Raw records
----

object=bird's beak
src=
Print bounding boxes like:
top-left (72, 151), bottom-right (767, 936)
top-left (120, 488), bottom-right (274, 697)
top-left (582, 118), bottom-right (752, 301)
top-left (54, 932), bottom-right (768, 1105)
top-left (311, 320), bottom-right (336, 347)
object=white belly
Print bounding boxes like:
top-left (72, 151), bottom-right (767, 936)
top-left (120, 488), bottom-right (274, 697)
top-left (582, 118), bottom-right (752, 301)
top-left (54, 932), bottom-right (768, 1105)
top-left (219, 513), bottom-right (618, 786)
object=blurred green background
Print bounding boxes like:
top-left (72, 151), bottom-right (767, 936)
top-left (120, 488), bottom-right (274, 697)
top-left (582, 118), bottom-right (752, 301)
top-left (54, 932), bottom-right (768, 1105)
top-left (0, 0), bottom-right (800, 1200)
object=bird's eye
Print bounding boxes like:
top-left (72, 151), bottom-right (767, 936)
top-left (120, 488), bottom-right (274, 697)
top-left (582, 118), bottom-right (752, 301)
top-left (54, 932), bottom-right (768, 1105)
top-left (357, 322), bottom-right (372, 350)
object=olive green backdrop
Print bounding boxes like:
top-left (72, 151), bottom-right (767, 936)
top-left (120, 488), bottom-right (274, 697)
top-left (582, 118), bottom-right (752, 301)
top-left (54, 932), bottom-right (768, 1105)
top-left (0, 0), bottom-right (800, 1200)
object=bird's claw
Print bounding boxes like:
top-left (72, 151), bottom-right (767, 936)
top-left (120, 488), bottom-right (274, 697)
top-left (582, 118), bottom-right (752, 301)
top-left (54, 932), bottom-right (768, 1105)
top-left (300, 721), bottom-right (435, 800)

----

Update all the entries so that every "Print" reads "List" instead, leaving everything else unchanged.

object=bird's beak
src=
List bounding boxes like:
top-left (72, 151), bottom-right (767, 936)
top-left (120, 488), bottom-right (274, 697)
top-left (582, 118), bottom-right (752, 301)
top-left (54, 932), bottom-right (768, 1105)
top-left (311, 320), bottom-right (336, 347)
object=white belly
List bounding boxes like:
top-left (72, 151), bottom-right (767, 936)
top-left (120, 488), bottom-right (274, 697)
top-left (582, 118), bottom-right (752, 301)
top-left (54, 932), bottom-right (768, 1105)
top-left (219, 513), bottom-right (618, 786)
object=blurred green background
List bounding boxes like:
top-left (72, 151), bottom-right (767, 936)
top-left (120, 488), bottom-right (274, 697)
top-left (582, 118), bottom-right (752, 301)
top-left (54, 932), bottom-right (768, 1105)
top-left (0, 0), bottom-right (800, 1200)
object=bird's eye
List bounding boxes like:
top-left (72, 151), bottom-right (767, 936)
top-left (120, 488), bottom-right (274, 697)
top-left (582, 118), bottom-right (752, 301)
top-left (54, 932), bottom-right (768, 1105)
top-left (357, 322), bottom-right (372, 350)
object=olive green backdrop
List bounding boxes like:
top-left (72, 151), bottom-right (767, 936)
top-left (120, 488), bottom-right (274, 697)
top-left (582, 118), bottom-right (752, 301)
top-left (54, 932), bottom-right (768, 1105)
top-left (0, 0), bottom-right (800, 1200)
object=bird's claw
List bounding boxes like:
top-left (72, 151), bottom-right (767, 936)
top-left (120, 488), bottom-right (274, 697)
top-left (582, 118), bottom-right (752, 301)
top-left (54, 932), bottom-right (768, 1105)
top-left (300, 721), bottom-right (435, 800)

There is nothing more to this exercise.